Problem details: Please print, unchanged, the lines starting with the one that contains "Question: Point to the building" and going on through the one that contains "[83,57,136,77]", with both of those included.

****

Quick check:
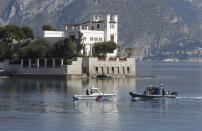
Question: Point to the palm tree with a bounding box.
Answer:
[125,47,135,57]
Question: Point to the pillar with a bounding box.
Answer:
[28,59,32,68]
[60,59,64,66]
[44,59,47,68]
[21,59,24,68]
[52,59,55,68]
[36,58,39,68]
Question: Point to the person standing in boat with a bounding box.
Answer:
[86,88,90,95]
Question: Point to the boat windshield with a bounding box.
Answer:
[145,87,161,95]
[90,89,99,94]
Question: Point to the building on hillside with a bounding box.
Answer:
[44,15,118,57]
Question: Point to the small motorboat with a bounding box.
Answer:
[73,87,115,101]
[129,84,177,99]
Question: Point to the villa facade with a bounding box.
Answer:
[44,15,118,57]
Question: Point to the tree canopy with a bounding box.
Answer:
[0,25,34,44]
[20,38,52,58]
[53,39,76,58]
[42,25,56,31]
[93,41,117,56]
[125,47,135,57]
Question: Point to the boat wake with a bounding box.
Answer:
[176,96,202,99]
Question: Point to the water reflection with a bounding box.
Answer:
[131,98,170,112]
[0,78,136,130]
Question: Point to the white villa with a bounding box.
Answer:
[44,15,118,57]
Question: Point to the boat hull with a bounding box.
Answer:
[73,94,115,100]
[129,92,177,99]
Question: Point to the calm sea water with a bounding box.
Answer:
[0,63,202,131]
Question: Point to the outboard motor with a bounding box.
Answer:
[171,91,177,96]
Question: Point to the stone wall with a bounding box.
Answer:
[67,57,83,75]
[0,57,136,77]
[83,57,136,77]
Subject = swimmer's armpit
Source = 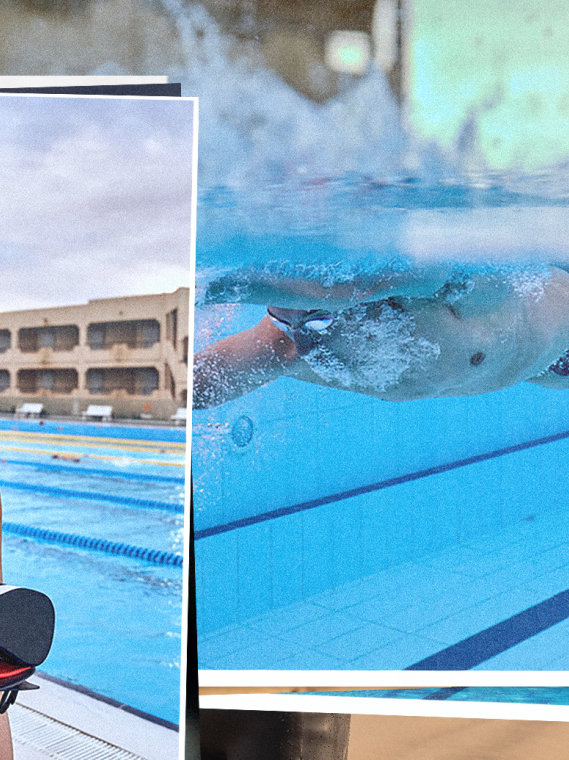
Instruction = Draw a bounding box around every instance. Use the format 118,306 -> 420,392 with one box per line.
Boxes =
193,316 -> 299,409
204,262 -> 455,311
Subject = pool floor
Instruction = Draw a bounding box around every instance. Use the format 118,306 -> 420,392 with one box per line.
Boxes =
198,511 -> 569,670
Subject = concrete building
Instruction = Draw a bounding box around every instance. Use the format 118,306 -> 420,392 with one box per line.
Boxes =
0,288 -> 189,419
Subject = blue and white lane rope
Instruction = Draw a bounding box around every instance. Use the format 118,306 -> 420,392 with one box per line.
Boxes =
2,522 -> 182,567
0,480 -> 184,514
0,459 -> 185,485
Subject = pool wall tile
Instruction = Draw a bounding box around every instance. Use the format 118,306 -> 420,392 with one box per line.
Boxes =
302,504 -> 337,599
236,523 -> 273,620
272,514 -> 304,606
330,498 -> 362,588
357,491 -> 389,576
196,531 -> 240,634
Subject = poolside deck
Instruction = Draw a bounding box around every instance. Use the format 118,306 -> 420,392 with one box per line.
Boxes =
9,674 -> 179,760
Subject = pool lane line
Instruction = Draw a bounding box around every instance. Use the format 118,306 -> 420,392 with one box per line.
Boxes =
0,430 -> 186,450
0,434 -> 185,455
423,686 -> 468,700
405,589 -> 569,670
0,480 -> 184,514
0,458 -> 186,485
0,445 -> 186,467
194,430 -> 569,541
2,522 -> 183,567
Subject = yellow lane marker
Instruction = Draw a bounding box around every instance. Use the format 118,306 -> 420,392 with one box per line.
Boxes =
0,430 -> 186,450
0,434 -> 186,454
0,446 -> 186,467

****

Solution:
Question: Point to the building on hillside with a bounding box.
Answer:
[44,15,118,57]
Question: Point to the small motorboat with a bounding box.
Answer:
[73,87,115,101]
[129,84,177,99]
Question: Point to the villa facade with a bounding box.
Answer:
[44,15,118,57]
Question: Point to the tree canopy with a bounding box.
Answer:
[0,25,34,44]
[20,38,52,58]
[53,39,76,58]
[42,25,56,31]
[93,41,117,56]
[125,47,135,57]
Question: Point to the boat wake with a bounding box.
Answer:
[176,96,202,99]
Question: Point to the water reflection with a bounding box.
Answer:
[131,98,170,112]
[0,78,136,130]
Question: Point to the white villa with a bounding box.
Answer:
[44,15,118,57]
Question: Point to the boat hull with a bounding box.
Answer:
[73,94,115,100]
[129,92,177,99]
Question: Point to the calm sea water with a bounding box.
Answer:
[0,63,202,131]
Question: Point to the outboard motor with a bounding box.
Answer:
[171,91,177,96]
Question: Point to the stone wall with a bounding box.
Answer:
[67,57,83,75]
[0,57,136,77]
[83,57,136,77]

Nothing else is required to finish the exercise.